● **Work order 1**: From the passage on Sophie Ørsted, return the wording from "Sophie Wilhelmine Bertha Ørsted" to "was only 35." unchanged.
● **Work order 2**: Translate this sentence from the passage on Sophie Ørsted into Spanish: "They also enjoyed playing together in the extensive palace gardens."

Sophie Wilhelmine Bertha Ørsted (16 July 1782 – 9 February 1818) was a Danish socialite and muse. Brought up in a literary environment in Copenhagen, she was the sister of writer Adam Oehlenschläger (1779–1850) and was married to jurist Anders Sandøe Ørsted (1778-1860). She became an inspiration for others, including the poet Jens Baggesen (1764–1826). She died of abdominal complications when she was only 35.

==Biography==
Born in Frederiksberg Palace in the Copenhagen district of Frederiksberg, Sophie Wilhelmine Bertha Oehlenschläger was the daughter of the palace keeper and organist Joachim Conrad Oehlenschläger (1748–1827), who stemmed from the Duchy of Schleswig, and Martha Marie Hansen (1745–1800). She was brought up in the palace with her elder brother, the writer Adam Oehlenschläger who introduced romanticism into Danish literature. The two siblings benefited from the cultural interests of their father and the rather strict religious influence of their mother, participating in literature readings and play acting in both Danish and German while they were still young. They also enjoyed playing together in the extensive palace gardens. She had no formal education but her brother conveyed to her much of what he had learnt in school. When her mother died in 1800, it was she who took care of the household.

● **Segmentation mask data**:
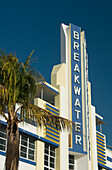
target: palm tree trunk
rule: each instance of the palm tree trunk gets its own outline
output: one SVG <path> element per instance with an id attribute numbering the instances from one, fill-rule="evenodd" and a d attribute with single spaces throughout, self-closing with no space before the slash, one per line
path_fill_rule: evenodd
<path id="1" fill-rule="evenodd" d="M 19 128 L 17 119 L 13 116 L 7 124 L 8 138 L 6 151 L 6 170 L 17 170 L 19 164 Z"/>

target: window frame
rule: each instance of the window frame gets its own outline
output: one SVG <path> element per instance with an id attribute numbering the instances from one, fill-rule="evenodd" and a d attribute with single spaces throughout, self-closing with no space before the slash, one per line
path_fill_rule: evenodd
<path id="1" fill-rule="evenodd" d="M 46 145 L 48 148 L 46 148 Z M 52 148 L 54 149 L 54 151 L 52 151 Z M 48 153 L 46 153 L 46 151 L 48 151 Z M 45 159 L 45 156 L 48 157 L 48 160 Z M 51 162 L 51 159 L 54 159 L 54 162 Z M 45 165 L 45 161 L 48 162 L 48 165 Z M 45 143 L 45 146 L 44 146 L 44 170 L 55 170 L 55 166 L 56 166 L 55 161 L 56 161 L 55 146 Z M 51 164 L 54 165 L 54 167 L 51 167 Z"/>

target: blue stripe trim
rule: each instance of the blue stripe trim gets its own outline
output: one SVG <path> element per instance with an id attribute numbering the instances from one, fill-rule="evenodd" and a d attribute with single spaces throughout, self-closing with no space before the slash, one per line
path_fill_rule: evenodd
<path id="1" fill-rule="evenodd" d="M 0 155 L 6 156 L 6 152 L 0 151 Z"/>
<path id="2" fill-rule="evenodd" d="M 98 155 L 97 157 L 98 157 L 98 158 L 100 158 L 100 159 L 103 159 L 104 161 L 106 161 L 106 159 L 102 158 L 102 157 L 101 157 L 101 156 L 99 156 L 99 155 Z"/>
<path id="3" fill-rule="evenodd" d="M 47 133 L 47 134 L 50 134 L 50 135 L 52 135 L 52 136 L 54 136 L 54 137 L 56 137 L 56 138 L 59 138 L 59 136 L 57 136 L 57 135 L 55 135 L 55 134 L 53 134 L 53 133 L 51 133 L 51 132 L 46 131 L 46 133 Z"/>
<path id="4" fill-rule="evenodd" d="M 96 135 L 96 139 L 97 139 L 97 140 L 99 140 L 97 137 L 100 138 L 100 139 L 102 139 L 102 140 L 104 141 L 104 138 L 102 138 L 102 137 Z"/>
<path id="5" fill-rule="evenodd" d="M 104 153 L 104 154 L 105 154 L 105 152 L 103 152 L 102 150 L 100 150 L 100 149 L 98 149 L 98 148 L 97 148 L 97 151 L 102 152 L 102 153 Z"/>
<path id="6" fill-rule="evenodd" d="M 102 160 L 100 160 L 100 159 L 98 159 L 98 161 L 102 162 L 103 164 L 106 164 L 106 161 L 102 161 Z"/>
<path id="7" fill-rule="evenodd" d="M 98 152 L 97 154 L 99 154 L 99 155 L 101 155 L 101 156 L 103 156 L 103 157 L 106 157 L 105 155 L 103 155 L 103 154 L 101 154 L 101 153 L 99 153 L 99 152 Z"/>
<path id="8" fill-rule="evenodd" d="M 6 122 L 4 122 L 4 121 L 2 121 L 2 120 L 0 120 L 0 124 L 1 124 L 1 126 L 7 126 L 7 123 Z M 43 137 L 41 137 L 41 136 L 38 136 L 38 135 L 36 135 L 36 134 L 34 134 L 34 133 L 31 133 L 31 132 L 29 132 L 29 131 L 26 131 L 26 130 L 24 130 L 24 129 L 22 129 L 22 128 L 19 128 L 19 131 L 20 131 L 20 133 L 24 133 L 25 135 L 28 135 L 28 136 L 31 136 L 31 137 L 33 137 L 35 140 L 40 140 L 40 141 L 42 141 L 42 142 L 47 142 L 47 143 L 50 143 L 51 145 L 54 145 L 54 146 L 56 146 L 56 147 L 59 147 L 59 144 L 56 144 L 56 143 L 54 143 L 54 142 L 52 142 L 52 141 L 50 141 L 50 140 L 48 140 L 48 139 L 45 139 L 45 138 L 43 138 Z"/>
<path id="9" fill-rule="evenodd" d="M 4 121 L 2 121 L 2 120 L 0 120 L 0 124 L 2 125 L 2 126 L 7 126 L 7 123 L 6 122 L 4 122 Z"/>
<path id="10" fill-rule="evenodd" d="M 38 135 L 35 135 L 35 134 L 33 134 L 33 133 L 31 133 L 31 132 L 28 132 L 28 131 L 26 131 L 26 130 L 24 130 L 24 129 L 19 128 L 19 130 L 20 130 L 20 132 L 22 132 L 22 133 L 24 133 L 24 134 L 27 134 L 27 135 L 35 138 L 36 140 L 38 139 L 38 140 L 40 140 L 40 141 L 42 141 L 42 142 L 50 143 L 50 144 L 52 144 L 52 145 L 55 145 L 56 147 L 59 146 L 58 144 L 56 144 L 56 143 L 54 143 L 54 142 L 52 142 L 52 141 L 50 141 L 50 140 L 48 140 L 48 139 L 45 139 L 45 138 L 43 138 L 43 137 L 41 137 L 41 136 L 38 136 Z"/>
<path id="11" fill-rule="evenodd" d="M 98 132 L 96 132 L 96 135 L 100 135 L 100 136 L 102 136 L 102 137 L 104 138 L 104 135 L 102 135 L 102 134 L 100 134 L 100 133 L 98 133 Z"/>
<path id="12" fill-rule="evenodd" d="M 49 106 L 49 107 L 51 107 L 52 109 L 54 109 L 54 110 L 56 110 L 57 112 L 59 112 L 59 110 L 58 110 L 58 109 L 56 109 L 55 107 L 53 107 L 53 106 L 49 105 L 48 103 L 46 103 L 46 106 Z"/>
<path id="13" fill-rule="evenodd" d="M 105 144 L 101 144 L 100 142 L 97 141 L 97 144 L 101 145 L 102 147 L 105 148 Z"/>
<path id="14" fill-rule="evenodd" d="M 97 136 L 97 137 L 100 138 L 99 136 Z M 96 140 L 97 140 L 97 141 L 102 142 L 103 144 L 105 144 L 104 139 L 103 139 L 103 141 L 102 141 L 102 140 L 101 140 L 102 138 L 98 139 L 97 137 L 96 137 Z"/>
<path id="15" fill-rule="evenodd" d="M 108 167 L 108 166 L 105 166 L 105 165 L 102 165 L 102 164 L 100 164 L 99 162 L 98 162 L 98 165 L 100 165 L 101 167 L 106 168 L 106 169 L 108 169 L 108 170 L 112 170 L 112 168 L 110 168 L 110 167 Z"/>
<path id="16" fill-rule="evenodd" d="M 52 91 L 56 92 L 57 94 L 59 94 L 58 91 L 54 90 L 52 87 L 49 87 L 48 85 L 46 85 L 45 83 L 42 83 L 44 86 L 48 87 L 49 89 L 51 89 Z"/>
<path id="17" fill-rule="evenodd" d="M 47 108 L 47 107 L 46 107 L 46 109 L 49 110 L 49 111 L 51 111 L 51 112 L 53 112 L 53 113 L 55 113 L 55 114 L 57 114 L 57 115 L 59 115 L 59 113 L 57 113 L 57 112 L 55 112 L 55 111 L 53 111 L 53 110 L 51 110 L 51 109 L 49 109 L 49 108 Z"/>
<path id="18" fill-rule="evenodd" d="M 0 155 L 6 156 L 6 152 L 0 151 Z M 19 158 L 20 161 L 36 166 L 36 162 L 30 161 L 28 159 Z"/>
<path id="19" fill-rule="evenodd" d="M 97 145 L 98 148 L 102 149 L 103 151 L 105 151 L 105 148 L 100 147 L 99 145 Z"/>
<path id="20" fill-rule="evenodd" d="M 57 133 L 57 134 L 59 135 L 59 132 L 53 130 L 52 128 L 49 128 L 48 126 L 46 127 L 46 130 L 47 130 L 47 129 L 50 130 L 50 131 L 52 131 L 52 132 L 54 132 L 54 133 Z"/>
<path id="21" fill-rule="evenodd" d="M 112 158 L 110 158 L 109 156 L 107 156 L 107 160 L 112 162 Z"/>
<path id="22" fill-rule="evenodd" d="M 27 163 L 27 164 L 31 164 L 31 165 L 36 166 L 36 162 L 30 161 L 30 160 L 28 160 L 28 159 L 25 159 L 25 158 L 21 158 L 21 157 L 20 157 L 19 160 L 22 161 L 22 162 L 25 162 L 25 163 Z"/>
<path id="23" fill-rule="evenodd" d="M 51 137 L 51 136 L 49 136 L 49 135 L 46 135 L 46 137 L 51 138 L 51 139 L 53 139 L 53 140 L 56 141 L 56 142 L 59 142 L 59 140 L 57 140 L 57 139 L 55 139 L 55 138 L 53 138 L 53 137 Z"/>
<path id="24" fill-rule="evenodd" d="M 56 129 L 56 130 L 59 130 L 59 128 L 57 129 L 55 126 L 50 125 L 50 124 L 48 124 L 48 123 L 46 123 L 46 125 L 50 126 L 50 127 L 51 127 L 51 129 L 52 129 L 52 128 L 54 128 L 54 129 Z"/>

● **Exercise solution 1**:
Sophie Wilhelmine Bertha Ørsted (16 July 1782 – 9 February 1818) was a Danish socialite and muse. Brought up in a literary environment in Copenhagen, she was the sister of writer Adam Oehlenschläger (1779–1850) and was married to jurist Anders Sandøe Ørsted (1778-1860). She became an inspiration for others, including the poet Jens Baggesen (1764–1826). She died of abdominal complications when she was only 35.

● **Exercise solution 2**: También disfrutaban jugando juntos en los extensos jardines del palacio.